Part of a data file

►

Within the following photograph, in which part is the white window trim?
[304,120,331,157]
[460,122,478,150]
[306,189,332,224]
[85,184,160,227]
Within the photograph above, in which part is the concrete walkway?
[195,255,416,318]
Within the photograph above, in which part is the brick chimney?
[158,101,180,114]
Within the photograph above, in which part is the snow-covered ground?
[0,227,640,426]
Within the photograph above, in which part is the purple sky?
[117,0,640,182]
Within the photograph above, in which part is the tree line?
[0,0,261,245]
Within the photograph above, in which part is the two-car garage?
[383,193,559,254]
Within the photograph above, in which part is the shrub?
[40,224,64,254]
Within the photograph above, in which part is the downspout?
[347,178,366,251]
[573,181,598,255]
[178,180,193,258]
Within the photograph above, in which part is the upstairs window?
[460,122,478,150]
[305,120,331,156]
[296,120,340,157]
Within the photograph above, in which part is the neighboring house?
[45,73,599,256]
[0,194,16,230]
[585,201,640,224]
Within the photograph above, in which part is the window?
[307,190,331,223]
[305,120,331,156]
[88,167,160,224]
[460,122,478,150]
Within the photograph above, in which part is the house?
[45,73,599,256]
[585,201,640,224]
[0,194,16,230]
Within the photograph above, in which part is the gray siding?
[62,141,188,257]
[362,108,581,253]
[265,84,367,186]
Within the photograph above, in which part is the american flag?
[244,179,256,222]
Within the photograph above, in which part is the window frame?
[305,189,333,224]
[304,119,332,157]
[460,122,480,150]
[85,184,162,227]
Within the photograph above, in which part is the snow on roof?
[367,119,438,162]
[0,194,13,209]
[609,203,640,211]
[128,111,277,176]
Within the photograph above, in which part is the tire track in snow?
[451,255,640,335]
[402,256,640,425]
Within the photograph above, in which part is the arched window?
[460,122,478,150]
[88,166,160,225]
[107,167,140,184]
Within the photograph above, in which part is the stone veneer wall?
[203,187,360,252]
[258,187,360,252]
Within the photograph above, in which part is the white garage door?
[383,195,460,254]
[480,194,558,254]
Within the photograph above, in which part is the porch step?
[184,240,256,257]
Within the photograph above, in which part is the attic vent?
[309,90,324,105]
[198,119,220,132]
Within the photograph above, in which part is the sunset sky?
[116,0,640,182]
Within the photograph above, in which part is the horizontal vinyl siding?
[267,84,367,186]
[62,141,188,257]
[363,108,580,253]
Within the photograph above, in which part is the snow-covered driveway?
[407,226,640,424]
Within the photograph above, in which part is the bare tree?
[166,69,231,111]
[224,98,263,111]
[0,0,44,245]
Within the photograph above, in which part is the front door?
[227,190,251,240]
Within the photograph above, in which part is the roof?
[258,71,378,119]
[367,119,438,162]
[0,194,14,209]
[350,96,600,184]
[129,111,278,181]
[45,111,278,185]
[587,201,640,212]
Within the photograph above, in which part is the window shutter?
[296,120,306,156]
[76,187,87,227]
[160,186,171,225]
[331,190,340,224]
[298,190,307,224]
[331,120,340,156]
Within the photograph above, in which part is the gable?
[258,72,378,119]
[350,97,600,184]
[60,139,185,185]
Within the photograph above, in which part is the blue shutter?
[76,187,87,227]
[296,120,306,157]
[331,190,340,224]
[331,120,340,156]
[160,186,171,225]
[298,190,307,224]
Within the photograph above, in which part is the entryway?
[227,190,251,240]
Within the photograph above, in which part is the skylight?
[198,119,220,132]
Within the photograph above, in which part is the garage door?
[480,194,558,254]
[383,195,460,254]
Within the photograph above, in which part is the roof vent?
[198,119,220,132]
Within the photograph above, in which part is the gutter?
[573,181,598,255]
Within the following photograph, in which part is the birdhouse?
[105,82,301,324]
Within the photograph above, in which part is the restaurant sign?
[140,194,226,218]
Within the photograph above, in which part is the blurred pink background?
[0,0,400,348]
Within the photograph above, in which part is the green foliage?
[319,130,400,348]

◄

Copy out, unchanged, every line from the very first one through the line containing "[158,101,180,114]", including that line.

Within the following photograph, in which part is the white window trim?
[304,120,331,157]
[460,122,478,150]
[306,189,332,224]
[85,184,160,227]
Within the photograph above, in which part is the concrete walkway?
[195,255,416,318]
Within the photograph above, in which part is the brick chimney?
[158,101,180,114]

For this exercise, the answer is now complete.